• **WRITTEN INSTRUCTION**:
Shift the coordinates in the data from the line containing "hair on this basis." through the line containing "(1009, 437)" by adding 131 to every number in them. Write out all of those lines again, including the lines of wording, and leave the wording unchanged.
****************
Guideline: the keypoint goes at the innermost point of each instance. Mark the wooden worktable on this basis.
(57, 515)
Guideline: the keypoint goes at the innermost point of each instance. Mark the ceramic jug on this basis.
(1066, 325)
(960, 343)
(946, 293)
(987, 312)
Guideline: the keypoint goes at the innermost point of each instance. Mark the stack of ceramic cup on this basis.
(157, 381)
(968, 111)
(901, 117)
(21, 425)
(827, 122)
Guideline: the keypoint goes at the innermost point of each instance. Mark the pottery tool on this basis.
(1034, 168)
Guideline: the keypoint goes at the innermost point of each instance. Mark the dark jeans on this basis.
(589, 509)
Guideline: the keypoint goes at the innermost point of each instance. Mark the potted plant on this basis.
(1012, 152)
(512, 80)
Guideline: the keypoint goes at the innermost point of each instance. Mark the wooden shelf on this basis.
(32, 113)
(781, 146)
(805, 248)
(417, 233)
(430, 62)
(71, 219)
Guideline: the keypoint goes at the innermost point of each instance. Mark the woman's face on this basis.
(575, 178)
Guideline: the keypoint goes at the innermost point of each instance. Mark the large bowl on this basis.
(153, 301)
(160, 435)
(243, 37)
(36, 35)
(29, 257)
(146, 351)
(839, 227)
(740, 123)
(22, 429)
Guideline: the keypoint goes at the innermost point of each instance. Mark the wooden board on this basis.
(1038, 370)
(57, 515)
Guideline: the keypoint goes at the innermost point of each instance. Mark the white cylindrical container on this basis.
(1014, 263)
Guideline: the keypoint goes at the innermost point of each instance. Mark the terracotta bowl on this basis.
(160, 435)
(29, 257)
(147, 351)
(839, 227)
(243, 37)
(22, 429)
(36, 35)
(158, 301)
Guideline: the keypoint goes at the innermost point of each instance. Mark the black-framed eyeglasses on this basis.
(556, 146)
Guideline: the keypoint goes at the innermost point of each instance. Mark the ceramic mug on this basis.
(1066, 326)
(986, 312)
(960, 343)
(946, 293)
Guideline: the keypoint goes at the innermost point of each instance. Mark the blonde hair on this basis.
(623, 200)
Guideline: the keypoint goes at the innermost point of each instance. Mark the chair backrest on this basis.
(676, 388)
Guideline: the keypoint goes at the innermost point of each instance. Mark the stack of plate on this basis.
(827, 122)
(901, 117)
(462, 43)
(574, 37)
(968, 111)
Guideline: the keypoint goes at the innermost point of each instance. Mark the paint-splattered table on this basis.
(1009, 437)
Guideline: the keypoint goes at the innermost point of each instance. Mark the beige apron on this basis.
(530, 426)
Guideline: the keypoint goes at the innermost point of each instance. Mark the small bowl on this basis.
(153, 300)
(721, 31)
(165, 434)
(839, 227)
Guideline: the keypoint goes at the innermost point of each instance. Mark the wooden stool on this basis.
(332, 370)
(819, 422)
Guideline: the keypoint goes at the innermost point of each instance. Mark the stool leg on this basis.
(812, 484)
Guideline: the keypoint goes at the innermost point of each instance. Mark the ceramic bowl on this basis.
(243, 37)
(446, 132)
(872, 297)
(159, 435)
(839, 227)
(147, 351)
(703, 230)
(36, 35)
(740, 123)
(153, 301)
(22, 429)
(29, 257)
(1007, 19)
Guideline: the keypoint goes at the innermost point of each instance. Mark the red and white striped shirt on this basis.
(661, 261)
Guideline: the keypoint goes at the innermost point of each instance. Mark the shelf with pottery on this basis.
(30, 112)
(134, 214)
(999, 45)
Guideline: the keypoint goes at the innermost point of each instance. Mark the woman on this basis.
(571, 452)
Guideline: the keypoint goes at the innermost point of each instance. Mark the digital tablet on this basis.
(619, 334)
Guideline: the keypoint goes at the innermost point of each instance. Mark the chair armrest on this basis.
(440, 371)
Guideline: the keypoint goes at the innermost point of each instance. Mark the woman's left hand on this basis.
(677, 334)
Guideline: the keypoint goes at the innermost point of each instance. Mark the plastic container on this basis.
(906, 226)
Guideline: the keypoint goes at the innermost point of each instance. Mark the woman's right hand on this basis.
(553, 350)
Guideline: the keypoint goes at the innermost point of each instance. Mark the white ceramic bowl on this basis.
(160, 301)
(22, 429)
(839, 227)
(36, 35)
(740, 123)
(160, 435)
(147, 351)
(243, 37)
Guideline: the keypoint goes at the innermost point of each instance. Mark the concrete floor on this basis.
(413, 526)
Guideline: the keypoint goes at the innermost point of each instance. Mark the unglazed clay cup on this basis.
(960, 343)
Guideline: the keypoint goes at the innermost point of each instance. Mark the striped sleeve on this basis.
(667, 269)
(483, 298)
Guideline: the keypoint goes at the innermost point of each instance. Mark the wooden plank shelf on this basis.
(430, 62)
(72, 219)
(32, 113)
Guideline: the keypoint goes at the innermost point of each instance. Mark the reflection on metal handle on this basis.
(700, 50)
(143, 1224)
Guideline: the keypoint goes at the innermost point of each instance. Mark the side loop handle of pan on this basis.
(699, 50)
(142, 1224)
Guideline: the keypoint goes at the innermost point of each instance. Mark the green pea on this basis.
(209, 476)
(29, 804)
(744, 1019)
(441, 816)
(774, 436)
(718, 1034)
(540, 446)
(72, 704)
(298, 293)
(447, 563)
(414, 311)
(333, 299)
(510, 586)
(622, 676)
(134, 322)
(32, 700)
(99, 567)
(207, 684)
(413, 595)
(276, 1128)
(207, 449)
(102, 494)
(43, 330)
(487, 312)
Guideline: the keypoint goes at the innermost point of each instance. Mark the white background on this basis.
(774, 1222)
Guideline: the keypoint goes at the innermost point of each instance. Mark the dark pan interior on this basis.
****************
• **FULL ANSWER**:
Guideline: the keypoint goes at the innermost point of each instance. Mark the blonde hair on this basis.
(754, 331)
Guideline: the keypoint goes at the innermost point of each instance. Mark the chair backrest on this basis.
(807, 519)
Guideline: the keypoint goes at the innermost point of each instance. Mark the stack of plate on this basis.
(958, 253)
(1032, 248)
(593, 174)
(705, 168)
(1099, 242)
Guideline: the keypoint goes at the innermost point of each instance. Mark the paint-splattered table on this basis.
(1140, 568)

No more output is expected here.